_Supplied material_

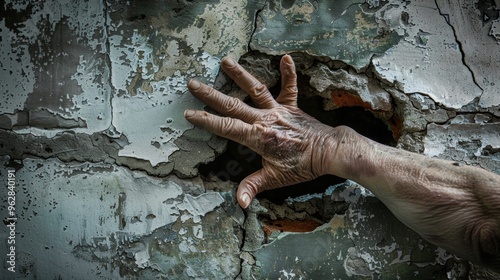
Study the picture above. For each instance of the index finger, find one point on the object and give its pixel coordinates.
(258, 92)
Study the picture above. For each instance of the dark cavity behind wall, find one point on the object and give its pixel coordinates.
(238, 161)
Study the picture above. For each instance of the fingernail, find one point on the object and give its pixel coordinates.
(288, 59)
(229, 61)
(245, 197)
(194, 84)
(189, 113)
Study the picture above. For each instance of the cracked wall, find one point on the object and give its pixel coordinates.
(107, 181)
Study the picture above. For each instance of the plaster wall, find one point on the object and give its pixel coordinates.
(107, 171)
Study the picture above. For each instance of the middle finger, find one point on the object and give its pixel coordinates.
(226, 105)
(258, 92)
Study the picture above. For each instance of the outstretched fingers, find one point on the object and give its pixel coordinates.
(289, 90)
(259, 93)
(253, 184)
(231, 128)
(226, 105)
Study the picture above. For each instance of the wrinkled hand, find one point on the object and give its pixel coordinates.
(293, 145)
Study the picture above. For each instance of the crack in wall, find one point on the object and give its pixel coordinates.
(459, 43)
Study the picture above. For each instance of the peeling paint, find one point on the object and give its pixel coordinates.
(92, 95)
(340, 30)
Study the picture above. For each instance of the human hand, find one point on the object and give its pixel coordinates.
(294, 146)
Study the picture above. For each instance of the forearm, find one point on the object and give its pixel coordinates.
(453, 206)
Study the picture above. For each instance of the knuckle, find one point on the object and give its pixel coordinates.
(210, 92)
(231, 105)
(252, 186)
(259, 89)
(227, 124)
(291, 89)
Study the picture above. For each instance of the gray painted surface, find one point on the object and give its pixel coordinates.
(106, 168)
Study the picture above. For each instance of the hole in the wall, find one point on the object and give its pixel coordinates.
(238, 161)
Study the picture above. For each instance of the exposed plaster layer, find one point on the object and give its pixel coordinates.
(83, 217)
(341, 248)
(340, 86)
(429, 59)
(462, 141)
(341, 30)
(154, 50)
(54, 62)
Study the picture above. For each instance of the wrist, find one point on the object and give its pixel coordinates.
(342, 146)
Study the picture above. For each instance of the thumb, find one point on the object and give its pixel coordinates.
(252, 185)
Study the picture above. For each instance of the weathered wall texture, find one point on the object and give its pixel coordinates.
(107, 169)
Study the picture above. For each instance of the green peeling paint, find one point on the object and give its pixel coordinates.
(340, 30)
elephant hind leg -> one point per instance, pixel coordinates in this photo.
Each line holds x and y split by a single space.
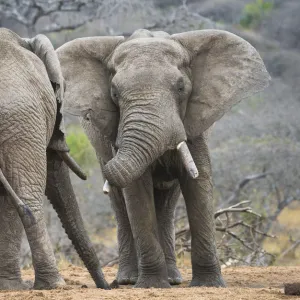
165 204
10 243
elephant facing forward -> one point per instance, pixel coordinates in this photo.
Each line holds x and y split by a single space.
33 160
146 103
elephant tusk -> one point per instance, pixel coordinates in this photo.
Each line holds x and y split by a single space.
106 187
187 159
72 164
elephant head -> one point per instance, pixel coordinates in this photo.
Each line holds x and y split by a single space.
153 91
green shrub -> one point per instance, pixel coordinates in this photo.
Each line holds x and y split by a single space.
254 13
80 147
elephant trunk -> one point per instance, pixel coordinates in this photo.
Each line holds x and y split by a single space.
143 139
130 163
61 195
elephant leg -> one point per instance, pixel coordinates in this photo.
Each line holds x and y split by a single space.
140 207
29 181
198 195
10 243
128 266
165 204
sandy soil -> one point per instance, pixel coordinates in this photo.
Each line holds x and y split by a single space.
243 283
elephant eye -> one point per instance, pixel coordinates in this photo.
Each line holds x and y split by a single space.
87 116
114 94
180 85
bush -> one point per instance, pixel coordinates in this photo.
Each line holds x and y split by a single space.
254 13
80 147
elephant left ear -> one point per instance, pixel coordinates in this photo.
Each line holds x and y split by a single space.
43 48
225 69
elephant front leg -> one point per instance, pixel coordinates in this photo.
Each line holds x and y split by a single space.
128 266
29 184
165 204
139 201
44 262
10 242
199 203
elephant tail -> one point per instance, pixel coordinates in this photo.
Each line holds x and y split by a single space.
24 211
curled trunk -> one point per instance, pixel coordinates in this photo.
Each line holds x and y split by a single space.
61 195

_Your objective_
Bring together all lines of the entries above in which the string "trunk" occurs.

_Your response_
elephant trunk -> one point per instance, pixel coordinates in this photo.
curled trunk -> one point per instance, pixel coordinates in this photo.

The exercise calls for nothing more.